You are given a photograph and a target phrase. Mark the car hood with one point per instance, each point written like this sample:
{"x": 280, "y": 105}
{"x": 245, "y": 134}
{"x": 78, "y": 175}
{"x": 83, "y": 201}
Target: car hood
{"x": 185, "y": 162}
________________________
What to do. Return the records above line for line, without changing a single character.

Result below.
You are given a photograph and a target phrase. Mark the car hood with one point per instance, each point written like this sample:
{"x": 280, "y": 105}
{"x": 245, "y": 134}
{"x": 78, "y": 175}
{"x": 83, "y": 201}
Target: car hood
{"x": 185, "y": 162}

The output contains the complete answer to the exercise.